(PASSAGE SHOWN)
"""

Life coach Jean Grossman recalls a conversation with her husband during which he said she wasn't "there for him." She says that, at one time, those would have been "fightin'" words. However, an older and wiser Grossman calmed herself down and asked a simple question: "What do you mean by 'not there'?"
"That question allowed us to embark on a long discussion about what he meant with his words and how I saw things in a different way," she said. "It really provided us a chance for an intimacy we'd not had before at that level or on that topic. I will never forget that moment!"
The exchange is a reminder that even long-time, happily married couples sometimes need to watch what they say -- and how they say it. At the same time they also need to watch how they respond to what their significant other has to say. Just because you're extremely comfortable with someone doesn't mean you never have to watch your mouth.
"Communication is tricky. We all hear words differently (and filtered through our experiences, which are certainly different from our partner's) and we all want to be communicated with in a style we understand," Grossman said. "I also believe that 'the tune makes the music.' If what we are saying is said in a kind or loving way it feels differently than when spoken in anger or retribution."

"""

(PROVIDED INFORMATION)
"""

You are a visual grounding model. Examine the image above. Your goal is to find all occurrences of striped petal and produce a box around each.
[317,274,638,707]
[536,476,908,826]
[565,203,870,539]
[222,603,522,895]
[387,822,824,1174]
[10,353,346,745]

"""
"""

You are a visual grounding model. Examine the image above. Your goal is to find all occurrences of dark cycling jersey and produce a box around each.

"""
"""

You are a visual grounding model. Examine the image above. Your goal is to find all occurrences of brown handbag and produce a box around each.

"""

(TASK INSTRUCTIONS) From the passage on how couples communicate, copy word for word the stretch that begins with the words "The exchange is" and ends with "watch your mouth.".

(RESPONSE)
The exchange is a reminder that even long-time, happily married couples sometimes need to watch what they say -- and how they say it. At the same time they also need to watch how they respond to what their significant other has to say. Just because you're extremely comfortable with someone doesn't mean you never have to watch your mouth.